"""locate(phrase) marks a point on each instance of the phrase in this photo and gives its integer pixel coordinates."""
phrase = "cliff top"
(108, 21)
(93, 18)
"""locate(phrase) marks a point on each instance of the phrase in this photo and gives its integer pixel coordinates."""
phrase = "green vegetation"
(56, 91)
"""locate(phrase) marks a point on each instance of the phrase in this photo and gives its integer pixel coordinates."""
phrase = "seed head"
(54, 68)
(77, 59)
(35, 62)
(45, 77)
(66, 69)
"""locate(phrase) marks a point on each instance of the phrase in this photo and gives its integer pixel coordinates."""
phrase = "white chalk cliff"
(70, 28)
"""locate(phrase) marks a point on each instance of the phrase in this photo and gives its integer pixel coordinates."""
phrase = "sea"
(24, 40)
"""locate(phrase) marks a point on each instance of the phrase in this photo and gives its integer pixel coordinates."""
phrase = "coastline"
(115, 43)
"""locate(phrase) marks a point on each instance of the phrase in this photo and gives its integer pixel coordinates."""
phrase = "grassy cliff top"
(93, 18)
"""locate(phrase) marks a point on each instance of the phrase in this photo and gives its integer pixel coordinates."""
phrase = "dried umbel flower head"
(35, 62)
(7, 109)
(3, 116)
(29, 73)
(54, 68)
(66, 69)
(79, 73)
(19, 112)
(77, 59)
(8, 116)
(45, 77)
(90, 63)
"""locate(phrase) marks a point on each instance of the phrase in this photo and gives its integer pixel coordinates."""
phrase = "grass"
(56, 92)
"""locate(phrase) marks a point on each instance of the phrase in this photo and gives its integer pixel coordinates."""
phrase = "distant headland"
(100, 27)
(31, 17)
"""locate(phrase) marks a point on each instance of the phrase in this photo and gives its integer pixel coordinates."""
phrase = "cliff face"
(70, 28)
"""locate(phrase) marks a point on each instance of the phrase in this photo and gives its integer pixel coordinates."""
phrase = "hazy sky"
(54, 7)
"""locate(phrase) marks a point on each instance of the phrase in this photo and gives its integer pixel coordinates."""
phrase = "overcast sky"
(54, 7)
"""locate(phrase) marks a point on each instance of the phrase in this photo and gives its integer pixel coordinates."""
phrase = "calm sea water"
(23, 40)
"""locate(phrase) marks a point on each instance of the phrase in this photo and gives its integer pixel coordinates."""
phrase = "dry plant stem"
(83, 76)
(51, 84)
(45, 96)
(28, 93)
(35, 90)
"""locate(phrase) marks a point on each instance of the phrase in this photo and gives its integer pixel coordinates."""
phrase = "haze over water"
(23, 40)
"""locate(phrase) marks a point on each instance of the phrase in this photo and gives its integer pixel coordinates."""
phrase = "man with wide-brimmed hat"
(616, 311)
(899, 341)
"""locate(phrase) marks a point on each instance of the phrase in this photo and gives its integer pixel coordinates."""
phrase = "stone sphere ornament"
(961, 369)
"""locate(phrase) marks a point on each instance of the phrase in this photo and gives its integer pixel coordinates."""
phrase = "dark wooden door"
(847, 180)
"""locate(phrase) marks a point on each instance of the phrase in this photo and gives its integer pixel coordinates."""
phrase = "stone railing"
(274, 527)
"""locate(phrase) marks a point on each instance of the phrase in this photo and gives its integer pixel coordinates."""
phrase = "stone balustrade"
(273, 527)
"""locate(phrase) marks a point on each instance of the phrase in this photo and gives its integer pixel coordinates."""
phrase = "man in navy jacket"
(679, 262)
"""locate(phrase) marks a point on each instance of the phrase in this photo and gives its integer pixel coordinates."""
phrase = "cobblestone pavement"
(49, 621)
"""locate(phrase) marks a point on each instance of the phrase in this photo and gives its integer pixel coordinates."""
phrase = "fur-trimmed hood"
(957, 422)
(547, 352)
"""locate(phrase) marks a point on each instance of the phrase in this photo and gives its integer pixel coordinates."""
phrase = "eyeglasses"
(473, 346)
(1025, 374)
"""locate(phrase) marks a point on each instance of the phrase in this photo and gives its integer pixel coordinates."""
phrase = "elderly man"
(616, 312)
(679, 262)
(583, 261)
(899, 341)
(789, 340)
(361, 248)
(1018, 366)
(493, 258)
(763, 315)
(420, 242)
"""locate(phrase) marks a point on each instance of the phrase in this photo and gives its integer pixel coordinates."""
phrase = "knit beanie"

----

_Task_
Until the last line is reached, keep transcribing the data exactly.

_Result below_
"""locate(phrase) marks a point on each instance of the phrase in this photo and gives its integer pixel coordinates."""
phrase = "cliff top"
(108, 21)
(93, 18)
"""locate(phrase) marks a point on each instance of the phrase in this photo and gives its integer pixel coordinates."""
phrase = "green vegetation"
(56, 91)
"""locate(phrase) marks a point on each instance of the phrase in this photo and gives its integer pixel coordinates."""
phrase = "seed head"
(54, 68)
(77, 59)
(35, 62)
(45, 77)
(66, 69)
"""locate(phrase) marks a point on each instance of the phrase in this photo and gives its integer pixel coordinates."""
phrase = "white chalk cliff"
(70, 28)
"""locate(phrase) marks a point on each instance of the phrase in this photo and gives its integer pixel coordinates."""
phrase = "sea"
(24, 40)
"""locate(phrase) marks a point on each instance of the phrase in this photo and gives its integer pixel coordinates."""
phrase = "coastline"
(115, 43)
"""locate(phrase) marks a point on each instance of the phrase in this photo and gives its integer pixel coordinates."""
phrase = "grassy cliff top"
(93, 18)
"""locate(phrase) marks a point on each instance of the phrase in this photo and gives its integer pixel coordinates."""
phrase = "dried umbel flower head"
(35, 62)
(7, 109)
(3, 116)
(29, 73)
(54, 68)
(66, 69)
(79, 73)
(19, 112)
(77, 59)
(8, 116)
(45, 77)
(90, 63)
"""locate(phrase) marks a point on each instance of the phrase in this photo and gives its integer pixel coordinates."""
phrase = "grass"
(56, 92)
"""locate(phrase) marks a point on each instance of the phrase in this photo and gives its integer pixel coordinates."""
phrase = "distant headland"
(100, 27)
(31, 17)
"""locate(phrase) marks a point on each instance of the phrase in this photo and gives its integer pixel coordinates."""
phrase = "cliff face"
(70, 28)
"""locate(phrase) marks a point on each instance of the phrase in this photo and gives its integer pixel coordinates."""
phrase = "hazy sky"
(54, 7)
"""locate(phrase) marks a point on each instance of the phrase in this photo and gives its integer pixel coordinates."""
phrase = "overcast sky"
(54, 7)
"""locate(phrase) marks a point on each instance of the phrase in this photo and gives its integer pixel coordinates."""
phrase = "calm sea water"
(23, 40)
"""locate(phrase) marks a point on each instance of the phrase in this photo and gives its integer pixel coordinates."""
phrase = "dry plant stem"
(83, 76)
(51, 84)
(45, 96)
(28, 93)
(35, 90)
"""locate(phrase) marks a point on each instance of the phrase in this photo and gives its integer pixel coordinates."""
phrase = "haze over water"
(23, 40)
"""locate(phrase) marks a point on each instance of the phrase in this photo and gives its integer pixel coordinates."""
phrase = "man with wide-brimmed hat"
(616, 311)
(899, 341)
"""locate(phrase) marks a point on each instance of the phrase in this photo and gives its integer pixel coordinates."""
phrase = "stone sphere ornament"
(961, 369)
"""locate(phrase) marks a point on each instance of the phrase in this photo and gives its integer pixel coordinates."""
phrase = "dark wooden door"
(847, 180)
"""locate(phrase) marks a point on each instance of the phrase in this photo and gives its integer pixel coordinates."""
phrase = "stone railing"
(274, 527)
"""locate(phrase) marks a point on each instance of the phrase in this photo and gives its integer pixel coordinates."""
phrase = "stone balustrade"
(273, 527)
"""locate(phrase) marks a point on each instance of the phrase in this photo and gives its integer pixel coordinates."""
phrase = "man in navy jacket"
(679, 262)
"""locate(phrase) marks a point on each instance of the phrase in this photo and gives its integer pixel coordinates."""
phrase = "cobblestone pavement"
(49, 621)
"""locate(phrase) marks a point on each instance of the phrase in this photo and gives its integer pixel coordinates."""
phrase = "fur-trimmed hood"
(957, 422)
(547, 352)
"""locate(phrase) marks a point on each instance of the phrase in this photo and gives its integer pixel coordinates."""
phrase = "eyeglasses"
(473, 346)
(1025, 374)
"""locate(phrase) marks a point on each instance of the phrase in this photo and gives its integer pixel coordinates."""
phrase = "elderly man"
(616, 312)
(679, 262)
(583, 261)
(899, 341)
(789, 340)
(361, 248)
(1018, 366)
(493, 258)
(763, 315)
(420, 242)
"""locate(phrase) marks a point on each instance of the phrase in this photo and gives its integer pixel coordinates."""
phrase = "knit beanie"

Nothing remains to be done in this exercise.